▶ Excerpted passage
Want to see something truly amazing that not many people realize? Mohamed Sanu might be fantasy football’s best kept secret the last few years. Here are his Boom, Bust, and Everything In Between marks since joining the Falcons:

YEAR WR1 % WR2 % WR3 % BOOM % BUST %
2018 12.5% 31.3% 43.8% 0.0% 31.3%
2017 20.0% 26.7% 66.7% 0.0% 33.3%
2016 13.3% 26.7% 40.0% 0.0% 53.3%

 

While it may not seem like too much, those numbers actually belong in the 31-40 range. So, when most people see that Sanu was the WR29 in 2017 and then the WR31 in 2018, they figure it was just a big game or two, but it’s been quite the opposite. While Calvin Ridley brought down his upside a tad, if there were an injury to either Ridley or Julio Jones, Sanu could be an every-week starter. He’s severely undervalued right now.

Other names that pop off the page in this range include Josh Gordon – though I don’t think he gets to play this year – and Ted Ginn, who both posted WR3 or better numbers in over half their games. Gordon’s fall is strictly due to his suspension, while Ginn is fighting with Tre’Quan Smith (who had more ‘boom’ games than Keenan Allen and A.J. Green last year) for the No. 2 job behind Michael Thomas. Whoever wins that job is going to have great value in the late rounds. If you want to snag both Smith and Ginn with your final two picks, I wouldn’t argue against that strategy.

▶ Objectives
(A) Give again the text of the fantasy football passage, starting with "Other names that" and going on through "against that strategy.".
(B) In the fantasy football passage, who is Ted Ginn competing with for the No. 2 job behind Michael Thomas?

▶ Stored records
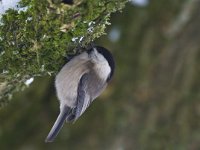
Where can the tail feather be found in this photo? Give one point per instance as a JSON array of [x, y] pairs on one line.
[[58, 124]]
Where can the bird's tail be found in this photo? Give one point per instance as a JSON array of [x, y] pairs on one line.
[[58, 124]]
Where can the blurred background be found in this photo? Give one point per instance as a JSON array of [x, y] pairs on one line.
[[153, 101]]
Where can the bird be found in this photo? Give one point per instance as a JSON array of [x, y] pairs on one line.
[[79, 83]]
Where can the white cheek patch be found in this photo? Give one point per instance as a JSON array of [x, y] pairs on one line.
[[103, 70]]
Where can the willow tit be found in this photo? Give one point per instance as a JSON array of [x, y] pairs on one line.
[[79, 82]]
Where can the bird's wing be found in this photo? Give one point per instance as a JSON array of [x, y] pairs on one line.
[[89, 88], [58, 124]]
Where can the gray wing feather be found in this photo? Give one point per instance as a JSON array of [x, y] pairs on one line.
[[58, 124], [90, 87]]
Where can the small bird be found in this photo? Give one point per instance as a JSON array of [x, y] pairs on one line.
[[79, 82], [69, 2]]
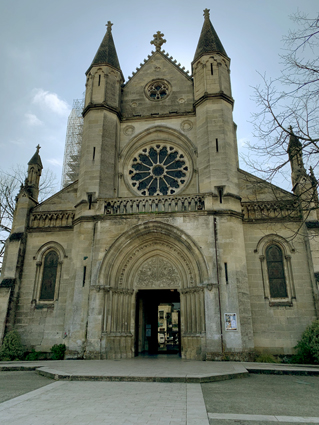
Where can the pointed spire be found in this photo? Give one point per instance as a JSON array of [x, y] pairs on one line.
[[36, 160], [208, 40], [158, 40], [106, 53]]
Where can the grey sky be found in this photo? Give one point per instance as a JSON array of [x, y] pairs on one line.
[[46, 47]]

---

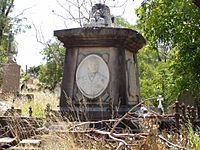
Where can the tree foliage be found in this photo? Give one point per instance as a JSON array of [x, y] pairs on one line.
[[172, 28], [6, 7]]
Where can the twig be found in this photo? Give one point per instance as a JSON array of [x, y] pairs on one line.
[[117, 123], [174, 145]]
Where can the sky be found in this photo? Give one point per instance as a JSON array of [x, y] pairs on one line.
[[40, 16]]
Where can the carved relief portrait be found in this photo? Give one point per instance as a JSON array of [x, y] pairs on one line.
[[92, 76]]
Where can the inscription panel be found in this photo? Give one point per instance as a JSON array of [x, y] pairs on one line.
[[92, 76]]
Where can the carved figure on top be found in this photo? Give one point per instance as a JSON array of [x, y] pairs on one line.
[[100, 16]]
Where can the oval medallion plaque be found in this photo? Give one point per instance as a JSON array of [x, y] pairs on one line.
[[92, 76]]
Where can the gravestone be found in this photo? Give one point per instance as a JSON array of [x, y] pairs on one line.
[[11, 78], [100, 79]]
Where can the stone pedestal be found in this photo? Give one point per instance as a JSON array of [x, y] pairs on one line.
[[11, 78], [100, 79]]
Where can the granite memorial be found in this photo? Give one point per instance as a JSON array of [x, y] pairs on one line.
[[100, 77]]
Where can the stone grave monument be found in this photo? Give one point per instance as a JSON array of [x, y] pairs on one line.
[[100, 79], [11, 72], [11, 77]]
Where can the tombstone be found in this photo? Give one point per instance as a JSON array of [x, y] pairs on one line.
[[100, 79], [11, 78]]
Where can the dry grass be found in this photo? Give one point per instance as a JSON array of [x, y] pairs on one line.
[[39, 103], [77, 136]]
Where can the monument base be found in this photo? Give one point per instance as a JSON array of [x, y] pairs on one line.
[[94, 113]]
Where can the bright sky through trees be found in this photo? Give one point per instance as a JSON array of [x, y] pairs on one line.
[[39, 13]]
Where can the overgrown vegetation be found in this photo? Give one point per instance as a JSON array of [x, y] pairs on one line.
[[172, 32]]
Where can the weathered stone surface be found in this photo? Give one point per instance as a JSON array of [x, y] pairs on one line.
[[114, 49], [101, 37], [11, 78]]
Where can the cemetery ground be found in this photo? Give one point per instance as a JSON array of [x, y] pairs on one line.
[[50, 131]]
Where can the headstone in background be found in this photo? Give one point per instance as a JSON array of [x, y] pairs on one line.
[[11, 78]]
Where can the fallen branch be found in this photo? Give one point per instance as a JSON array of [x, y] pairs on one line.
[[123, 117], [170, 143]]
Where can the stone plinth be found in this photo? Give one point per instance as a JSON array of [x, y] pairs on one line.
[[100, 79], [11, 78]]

==

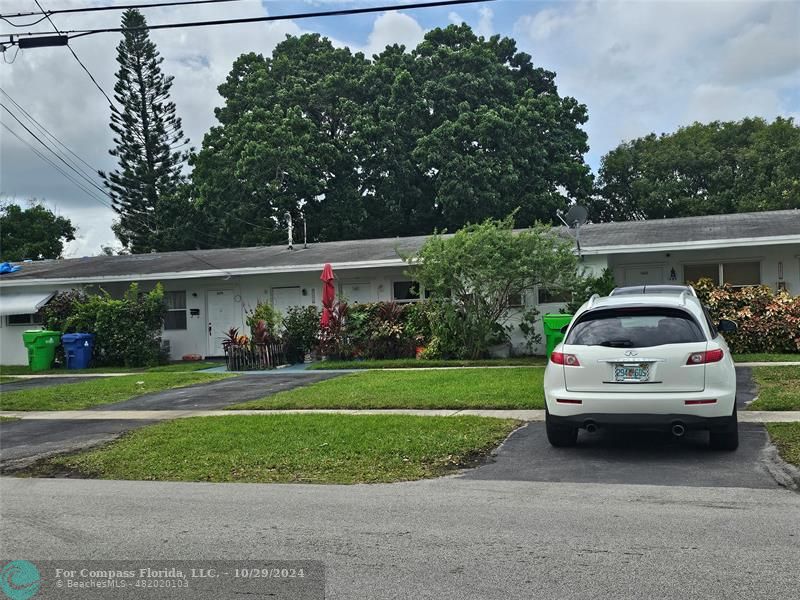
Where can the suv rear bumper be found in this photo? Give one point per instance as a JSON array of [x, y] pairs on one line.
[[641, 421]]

▶ Outputs for the tasks
(A)
Other names that pop off the page in this range include Josh Gordon – though I don’t think he gets to play this year – and Ted Ginn, who both posted WR3 or better numbers in over half their games. Gordon’s fall is strictly due to his suspension, while Ginn is fighting with Tre’Quan Smith (who had more ‘boom’ games than Keenan Allen and A.J. Green last year) for the No. 2 job behind Michael Thomas. Whoever wins that job is going to have great value in the late rounds. If you want to snag both Smith and Ginn with your final two picks, I wouldn’t argue against that strategy.

(B) Tre'Quan Smith